**About this exercise**
An exact transcription of the entries is required, with none of the pictures carried over.

**Given entries**
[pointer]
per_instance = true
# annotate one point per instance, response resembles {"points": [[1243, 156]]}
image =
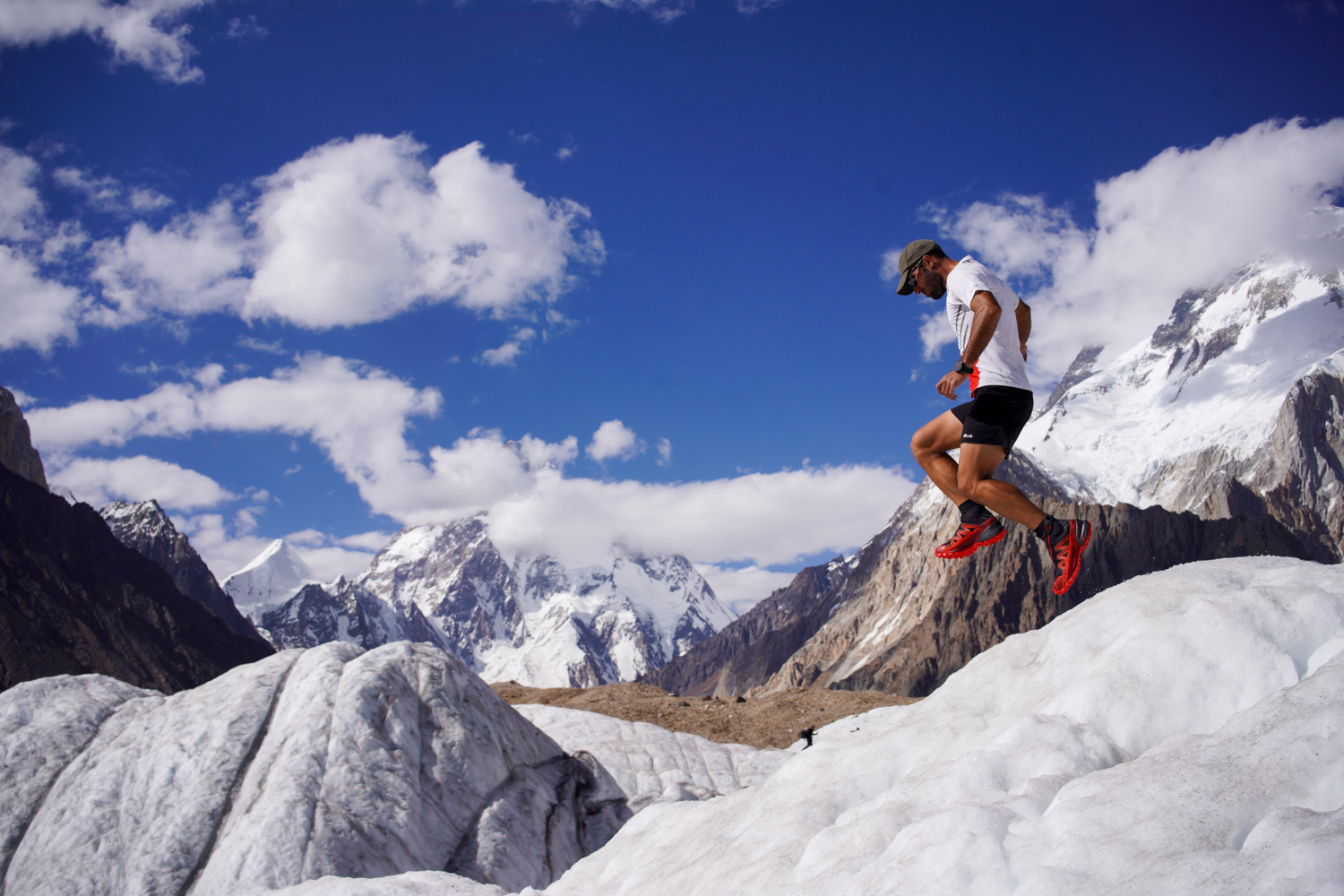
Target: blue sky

**Answer to this exercise**
[pointer]
per_instance = true
# annotate one point per instance, response resembles {"points": [[1243, 156]]}
image =
Target: blue sky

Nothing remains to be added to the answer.